> Record set:
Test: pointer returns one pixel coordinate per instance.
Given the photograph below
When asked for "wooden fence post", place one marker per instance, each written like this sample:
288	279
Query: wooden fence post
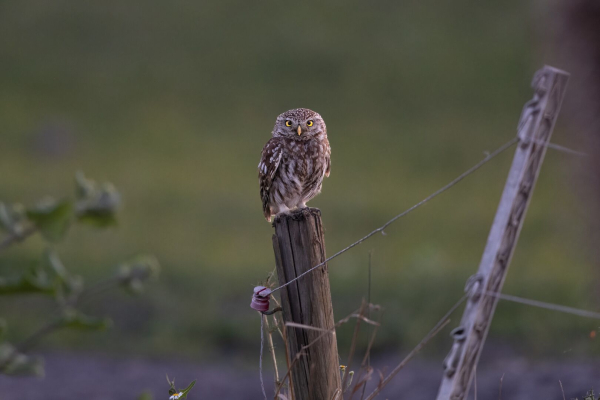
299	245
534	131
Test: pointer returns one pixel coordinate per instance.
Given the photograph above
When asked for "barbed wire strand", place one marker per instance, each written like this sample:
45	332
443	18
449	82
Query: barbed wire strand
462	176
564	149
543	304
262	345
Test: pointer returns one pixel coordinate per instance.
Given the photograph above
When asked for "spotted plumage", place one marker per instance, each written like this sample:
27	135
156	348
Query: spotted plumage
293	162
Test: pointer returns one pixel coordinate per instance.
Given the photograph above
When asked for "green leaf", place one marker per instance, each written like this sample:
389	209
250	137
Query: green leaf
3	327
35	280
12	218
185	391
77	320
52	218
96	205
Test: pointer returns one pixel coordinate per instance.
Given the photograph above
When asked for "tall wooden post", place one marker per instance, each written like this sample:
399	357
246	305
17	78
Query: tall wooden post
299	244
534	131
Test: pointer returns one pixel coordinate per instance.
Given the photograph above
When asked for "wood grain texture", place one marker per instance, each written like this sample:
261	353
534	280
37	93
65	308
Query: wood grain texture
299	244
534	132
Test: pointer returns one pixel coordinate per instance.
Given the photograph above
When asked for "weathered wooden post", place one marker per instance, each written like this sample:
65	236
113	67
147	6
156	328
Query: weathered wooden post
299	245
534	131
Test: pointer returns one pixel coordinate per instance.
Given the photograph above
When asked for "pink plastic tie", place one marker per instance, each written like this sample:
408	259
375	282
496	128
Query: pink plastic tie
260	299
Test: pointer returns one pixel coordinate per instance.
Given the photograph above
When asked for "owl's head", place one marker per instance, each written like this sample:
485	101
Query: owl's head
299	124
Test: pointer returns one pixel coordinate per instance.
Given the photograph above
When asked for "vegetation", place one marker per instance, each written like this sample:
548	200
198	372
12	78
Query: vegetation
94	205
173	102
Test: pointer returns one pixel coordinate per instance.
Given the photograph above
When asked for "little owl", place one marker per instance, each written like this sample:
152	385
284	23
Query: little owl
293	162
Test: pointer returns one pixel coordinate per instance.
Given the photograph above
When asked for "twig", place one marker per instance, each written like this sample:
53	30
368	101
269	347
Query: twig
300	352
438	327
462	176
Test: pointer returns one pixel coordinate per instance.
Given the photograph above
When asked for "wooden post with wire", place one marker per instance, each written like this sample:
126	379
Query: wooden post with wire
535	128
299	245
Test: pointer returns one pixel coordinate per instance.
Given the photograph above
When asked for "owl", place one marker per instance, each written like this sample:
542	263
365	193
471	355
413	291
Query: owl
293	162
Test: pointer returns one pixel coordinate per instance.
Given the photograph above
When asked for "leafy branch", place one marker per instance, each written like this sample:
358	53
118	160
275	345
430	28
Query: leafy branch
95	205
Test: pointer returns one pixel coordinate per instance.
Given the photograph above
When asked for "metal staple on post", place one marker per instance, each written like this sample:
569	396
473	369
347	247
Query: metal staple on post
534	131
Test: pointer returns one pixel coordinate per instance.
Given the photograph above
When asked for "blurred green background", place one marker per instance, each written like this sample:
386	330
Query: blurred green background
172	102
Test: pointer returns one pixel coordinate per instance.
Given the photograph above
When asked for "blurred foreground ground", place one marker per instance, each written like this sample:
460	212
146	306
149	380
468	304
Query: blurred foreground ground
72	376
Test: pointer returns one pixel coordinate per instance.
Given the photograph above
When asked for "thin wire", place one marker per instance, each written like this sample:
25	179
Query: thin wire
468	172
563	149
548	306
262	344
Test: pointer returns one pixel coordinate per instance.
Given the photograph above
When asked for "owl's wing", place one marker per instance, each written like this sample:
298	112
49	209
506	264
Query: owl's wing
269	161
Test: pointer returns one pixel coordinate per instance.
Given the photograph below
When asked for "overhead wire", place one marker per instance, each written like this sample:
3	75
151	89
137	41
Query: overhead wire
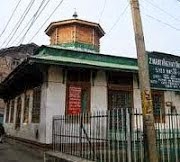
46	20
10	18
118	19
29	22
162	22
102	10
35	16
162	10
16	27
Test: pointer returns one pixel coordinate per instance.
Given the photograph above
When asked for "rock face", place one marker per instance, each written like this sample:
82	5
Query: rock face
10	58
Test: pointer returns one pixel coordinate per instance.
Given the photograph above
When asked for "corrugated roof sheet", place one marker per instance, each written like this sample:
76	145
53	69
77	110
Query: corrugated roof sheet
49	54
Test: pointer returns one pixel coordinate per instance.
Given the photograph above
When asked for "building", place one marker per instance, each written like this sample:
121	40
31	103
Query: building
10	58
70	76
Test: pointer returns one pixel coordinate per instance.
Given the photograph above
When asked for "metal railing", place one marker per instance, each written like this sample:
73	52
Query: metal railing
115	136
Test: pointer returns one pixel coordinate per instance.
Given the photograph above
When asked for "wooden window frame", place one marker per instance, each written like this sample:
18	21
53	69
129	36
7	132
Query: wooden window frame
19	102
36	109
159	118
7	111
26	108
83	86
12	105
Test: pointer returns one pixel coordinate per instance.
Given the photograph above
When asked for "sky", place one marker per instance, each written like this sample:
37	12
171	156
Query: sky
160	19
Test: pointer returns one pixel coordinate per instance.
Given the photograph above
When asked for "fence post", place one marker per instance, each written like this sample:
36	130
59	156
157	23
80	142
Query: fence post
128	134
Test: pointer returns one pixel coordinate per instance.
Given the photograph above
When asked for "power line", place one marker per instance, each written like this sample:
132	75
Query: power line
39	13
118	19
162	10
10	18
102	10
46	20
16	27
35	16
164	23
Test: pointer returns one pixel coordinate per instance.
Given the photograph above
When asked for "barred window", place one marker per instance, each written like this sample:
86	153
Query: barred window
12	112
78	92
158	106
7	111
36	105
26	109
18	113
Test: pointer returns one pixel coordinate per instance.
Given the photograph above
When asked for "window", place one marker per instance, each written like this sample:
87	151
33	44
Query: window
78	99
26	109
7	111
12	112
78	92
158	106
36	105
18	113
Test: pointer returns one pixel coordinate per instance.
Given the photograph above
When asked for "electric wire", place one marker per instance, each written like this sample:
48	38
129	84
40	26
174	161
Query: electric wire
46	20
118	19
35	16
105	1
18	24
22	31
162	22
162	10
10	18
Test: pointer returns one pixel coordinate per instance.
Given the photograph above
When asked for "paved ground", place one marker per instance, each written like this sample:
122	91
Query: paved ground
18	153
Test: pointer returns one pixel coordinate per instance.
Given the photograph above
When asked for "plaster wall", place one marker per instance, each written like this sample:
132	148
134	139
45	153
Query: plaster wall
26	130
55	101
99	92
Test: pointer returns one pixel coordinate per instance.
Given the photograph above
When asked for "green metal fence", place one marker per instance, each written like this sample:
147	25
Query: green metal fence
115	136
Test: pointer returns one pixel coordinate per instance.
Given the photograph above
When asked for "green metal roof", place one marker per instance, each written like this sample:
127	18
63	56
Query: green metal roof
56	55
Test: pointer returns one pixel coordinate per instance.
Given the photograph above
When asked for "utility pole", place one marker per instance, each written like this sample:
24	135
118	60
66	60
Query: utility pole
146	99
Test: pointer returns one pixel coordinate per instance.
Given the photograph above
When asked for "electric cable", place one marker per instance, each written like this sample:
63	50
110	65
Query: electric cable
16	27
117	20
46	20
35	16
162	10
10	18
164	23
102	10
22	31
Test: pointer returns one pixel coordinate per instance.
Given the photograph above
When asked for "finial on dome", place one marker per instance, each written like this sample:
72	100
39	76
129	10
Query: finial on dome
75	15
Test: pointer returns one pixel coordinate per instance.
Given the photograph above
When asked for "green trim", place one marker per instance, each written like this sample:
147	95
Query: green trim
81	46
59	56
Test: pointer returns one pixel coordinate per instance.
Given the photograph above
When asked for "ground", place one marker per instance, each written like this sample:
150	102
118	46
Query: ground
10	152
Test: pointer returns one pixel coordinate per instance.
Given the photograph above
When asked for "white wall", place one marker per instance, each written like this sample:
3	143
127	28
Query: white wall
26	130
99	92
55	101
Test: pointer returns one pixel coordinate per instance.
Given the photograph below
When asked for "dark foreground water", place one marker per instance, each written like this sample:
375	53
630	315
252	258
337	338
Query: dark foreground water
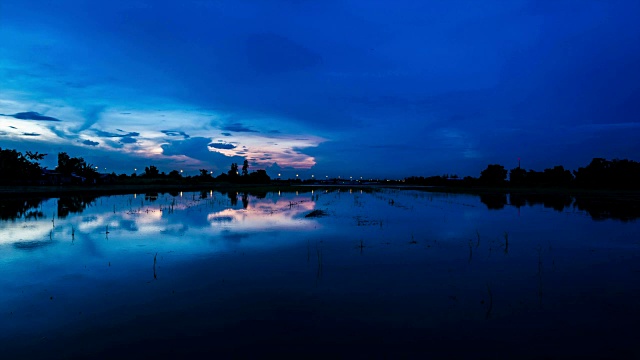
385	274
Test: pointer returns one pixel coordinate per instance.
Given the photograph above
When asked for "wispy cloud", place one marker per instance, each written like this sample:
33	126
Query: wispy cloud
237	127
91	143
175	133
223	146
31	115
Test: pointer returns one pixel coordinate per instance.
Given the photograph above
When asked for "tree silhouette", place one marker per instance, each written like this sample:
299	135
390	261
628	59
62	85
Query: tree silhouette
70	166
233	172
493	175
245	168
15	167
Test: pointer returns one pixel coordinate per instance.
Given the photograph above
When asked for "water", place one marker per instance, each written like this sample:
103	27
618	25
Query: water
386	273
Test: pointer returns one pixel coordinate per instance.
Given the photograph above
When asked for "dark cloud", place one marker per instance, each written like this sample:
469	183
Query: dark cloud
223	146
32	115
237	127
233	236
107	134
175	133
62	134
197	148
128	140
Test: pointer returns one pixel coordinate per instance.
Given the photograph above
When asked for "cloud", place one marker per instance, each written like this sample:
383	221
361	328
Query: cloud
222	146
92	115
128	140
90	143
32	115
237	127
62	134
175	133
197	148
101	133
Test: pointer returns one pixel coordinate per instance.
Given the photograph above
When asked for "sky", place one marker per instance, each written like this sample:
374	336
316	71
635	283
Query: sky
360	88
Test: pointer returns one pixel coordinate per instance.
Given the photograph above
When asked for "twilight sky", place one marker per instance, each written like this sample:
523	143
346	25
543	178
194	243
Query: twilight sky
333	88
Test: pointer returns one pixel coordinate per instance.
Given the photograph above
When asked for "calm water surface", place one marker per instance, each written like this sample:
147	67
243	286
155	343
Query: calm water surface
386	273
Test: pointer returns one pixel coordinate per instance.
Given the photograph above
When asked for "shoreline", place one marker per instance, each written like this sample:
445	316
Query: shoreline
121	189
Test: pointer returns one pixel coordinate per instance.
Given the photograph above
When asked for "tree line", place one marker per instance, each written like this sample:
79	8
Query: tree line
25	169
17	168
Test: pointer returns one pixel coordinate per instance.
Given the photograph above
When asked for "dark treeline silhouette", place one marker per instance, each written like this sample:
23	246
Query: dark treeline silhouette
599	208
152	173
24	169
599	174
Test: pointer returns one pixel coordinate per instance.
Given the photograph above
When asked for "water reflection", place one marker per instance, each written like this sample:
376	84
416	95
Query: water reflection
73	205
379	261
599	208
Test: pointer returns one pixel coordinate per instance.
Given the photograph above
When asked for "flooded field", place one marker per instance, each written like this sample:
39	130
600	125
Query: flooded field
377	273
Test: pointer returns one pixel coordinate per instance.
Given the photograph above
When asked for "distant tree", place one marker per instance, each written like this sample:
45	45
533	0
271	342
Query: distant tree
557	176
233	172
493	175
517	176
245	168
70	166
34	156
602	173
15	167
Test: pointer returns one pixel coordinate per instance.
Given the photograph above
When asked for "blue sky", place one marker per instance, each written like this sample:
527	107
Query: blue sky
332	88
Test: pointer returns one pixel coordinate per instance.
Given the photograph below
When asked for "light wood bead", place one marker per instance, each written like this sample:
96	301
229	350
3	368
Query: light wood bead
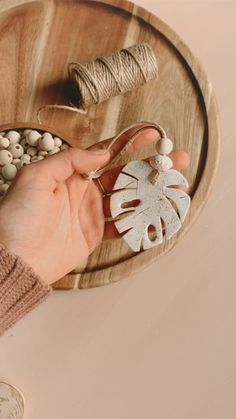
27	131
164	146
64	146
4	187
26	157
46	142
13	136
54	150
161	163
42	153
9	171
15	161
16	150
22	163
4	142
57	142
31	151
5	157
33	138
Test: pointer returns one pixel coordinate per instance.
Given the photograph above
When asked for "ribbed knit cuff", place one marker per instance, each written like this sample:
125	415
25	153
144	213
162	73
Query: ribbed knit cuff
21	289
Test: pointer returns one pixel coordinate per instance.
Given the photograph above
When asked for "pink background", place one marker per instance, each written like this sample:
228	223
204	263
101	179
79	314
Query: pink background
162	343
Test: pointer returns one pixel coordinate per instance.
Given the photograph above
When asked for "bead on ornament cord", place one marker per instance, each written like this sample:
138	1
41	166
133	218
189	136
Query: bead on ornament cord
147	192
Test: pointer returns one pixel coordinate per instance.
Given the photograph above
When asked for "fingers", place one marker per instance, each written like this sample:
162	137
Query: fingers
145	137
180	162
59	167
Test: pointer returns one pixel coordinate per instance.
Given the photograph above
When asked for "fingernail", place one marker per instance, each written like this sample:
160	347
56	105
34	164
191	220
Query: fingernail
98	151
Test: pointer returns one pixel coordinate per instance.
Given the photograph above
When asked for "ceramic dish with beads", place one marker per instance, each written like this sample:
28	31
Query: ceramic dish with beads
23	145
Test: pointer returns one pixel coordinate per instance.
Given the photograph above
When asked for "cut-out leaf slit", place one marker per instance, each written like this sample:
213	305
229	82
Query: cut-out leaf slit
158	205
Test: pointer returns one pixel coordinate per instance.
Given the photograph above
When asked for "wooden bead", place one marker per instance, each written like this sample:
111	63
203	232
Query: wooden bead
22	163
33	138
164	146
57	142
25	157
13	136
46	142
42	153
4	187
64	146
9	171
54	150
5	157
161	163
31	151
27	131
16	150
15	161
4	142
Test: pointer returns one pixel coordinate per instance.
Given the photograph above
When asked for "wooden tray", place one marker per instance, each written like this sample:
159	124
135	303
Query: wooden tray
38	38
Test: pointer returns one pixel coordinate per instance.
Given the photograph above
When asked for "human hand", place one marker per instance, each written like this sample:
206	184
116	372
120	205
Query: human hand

> Aim: Please pick out every line of the material above that contains the word "calm", treating uppercase and lowercase letters as different.

> Answer:
When asked for "calm water surface", place one marker per instance, each written like this sample:
Query: calm water surface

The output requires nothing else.